------ Records shown ------
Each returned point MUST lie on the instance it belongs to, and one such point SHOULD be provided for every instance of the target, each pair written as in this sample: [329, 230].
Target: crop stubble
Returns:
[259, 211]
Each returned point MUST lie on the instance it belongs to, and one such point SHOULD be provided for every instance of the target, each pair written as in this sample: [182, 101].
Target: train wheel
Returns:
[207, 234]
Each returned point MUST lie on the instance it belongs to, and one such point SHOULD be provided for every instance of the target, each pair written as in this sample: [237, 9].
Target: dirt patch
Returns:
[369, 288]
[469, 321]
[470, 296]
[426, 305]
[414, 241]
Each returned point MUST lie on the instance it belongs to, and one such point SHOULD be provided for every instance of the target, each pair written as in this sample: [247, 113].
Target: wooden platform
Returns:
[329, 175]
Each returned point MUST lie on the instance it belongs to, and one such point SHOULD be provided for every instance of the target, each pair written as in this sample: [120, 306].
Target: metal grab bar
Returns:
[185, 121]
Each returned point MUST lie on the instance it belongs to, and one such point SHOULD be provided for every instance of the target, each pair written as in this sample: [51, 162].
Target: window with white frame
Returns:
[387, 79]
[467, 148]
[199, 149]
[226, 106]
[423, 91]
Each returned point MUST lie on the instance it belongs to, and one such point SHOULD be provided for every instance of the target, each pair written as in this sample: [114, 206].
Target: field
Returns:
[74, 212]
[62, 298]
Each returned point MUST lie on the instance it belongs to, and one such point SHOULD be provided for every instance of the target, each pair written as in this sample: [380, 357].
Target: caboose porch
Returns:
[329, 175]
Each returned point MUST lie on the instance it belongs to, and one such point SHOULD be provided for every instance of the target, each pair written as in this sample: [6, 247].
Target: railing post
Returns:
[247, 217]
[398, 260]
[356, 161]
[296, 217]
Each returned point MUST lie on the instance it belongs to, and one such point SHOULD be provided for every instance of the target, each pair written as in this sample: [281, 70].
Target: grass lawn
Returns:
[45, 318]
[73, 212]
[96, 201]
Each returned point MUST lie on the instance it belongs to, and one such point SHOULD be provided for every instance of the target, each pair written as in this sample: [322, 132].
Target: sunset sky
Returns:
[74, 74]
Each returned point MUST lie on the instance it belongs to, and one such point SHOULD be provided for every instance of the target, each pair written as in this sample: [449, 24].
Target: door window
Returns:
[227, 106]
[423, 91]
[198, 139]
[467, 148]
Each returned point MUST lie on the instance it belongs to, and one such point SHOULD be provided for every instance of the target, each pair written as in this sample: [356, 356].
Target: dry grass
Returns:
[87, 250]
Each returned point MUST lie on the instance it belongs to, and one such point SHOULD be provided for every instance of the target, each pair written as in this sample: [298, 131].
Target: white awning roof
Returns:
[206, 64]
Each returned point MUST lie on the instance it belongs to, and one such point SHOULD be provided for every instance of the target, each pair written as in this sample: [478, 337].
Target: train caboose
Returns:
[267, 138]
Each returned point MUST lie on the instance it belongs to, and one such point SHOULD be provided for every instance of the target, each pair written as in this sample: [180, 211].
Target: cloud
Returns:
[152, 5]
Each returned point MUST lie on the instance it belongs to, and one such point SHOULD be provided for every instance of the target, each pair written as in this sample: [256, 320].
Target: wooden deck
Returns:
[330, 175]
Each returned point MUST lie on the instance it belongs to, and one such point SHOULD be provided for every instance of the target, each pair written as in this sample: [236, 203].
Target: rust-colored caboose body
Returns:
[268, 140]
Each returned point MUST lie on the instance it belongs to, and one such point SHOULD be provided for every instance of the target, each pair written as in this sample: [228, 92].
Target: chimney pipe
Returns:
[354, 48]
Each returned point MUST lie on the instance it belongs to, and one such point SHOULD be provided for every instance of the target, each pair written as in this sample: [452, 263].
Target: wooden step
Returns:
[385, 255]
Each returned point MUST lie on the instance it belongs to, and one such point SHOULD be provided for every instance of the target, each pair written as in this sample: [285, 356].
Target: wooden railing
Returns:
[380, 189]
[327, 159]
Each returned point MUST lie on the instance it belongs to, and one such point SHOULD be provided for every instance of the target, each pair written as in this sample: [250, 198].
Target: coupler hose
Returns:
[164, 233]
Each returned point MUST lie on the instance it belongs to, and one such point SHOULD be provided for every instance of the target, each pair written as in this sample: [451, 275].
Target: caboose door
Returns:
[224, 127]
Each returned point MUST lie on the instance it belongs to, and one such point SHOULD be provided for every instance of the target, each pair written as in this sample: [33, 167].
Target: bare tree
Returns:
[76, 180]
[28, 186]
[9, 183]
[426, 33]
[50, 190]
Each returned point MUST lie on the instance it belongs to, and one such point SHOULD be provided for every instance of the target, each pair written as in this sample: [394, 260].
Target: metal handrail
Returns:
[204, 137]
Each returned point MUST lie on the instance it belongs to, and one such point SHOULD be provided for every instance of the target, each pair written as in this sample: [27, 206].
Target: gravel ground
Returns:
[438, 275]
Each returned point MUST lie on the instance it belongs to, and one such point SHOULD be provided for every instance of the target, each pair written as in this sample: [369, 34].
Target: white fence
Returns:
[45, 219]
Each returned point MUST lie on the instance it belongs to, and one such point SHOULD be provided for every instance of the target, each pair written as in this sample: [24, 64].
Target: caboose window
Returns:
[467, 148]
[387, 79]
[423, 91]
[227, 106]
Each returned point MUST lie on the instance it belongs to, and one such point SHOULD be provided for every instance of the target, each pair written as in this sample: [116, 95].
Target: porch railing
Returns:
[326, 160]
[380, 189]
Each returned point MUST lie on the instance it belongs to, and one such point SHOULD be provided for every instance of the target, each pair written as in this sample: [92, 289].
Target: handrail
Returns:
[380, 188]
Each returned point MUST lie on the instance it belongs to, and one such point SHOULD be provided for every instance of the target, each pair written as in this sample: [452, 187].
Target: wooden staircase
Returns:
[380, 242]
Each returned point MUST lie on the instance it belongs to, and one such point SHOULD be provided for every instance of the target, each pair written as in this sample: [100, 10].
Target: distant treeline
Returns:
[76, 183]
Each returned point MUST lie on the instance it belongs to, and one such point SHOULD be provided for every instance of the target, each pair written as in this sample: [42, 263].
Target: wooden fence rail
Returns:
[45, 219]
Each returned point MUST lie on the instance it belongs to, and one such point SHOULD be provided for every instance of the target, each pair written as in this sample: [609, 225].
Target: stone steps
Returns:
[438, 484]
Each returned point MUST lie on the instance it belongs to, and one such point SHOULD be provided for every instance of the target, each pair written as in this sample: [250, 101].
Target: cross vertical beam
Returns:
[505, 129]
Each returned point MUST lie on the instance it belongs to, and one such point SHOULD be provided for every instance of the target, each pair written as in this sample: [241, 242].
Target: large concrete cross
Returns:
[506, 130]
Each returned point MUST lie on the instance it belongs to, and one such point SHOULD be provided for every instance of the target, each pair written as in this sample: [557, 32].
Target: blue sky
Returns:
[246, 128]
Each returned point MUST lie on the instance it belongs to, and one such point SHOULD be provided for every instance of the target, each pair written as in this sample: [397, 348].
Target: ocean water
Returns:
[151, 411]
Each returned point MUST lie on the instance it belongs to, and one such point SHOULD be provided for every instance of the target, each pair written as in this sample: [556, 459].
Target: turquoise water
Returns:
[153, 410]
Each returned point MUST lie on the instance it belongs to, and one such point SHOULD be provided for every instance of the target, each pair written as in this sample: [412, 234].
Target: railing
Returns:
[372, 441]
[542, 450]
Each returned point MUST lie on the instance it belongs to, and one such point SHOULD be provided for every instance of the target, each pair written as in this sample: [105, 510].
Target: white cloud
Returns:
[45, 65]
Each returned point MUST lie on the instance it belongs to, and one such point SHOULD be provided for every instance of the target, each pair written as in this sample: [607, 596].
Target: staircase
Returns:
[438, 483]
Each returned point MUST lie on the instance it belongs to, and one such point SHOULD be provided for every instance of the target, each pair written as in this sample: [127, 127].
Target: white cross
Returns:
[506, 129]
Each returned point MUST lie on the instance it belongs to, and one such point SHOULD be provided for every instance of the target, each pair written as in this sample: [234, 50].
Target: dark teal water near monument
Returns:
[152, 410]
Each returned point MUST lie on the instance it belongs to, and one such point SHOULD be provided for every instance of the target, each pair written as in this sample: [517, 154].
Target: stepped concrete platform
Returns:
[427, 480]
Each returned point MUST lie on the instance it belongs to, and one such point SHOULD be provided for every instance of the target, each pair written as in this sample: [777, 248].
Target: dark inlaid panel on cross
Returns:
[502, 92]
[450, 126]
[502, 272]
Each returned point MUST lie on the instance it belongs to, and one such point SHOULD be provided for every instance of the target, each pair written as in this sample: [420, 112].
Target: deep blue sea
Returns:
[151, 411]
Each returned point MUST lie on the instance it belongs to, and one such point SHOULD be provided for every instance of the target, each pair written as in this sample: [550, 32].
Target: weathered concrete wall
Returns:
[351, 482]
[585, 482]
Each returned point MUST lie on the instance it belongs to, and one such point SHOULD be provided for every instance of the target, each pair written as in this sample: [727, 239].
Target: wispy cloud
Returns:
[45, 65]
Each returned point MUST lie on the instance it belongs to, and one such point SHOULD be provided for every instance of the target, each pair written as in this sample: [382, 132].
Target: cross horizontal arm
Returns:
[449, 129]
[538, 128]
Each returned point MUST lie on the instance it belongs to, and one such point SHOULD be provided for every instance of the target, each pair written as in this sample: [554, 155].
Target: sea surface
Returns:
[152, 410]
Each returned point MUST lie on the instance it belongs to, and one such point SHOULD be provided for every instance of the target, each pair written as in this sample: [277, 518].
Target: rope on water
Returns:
------
■ Task brief:
Copy out each line of the material above, word for word, from the first down to the line containing "sample: [237, 9].". Add nothing.

■ Reply:
Each returned point MUST lie on the instance it belongs to, and one such point SHOULD be provided for every instance of the target, each pair written as in this sample: [329, 230].
Target: crop stubble
Returns:
[259, 211]
Each returned point MUST lie on the instance it belongs to, and one such point SHOULD be provided for every instance of the target, each pair written as in this sample: [182, 101].
Target: train wheel
Returns:
[207, 234]
Each returned point MUST lie on the instance it belongs to, and one such point SHOULD be provided for every instance of the target, each pair written as in this sample: [237, 9].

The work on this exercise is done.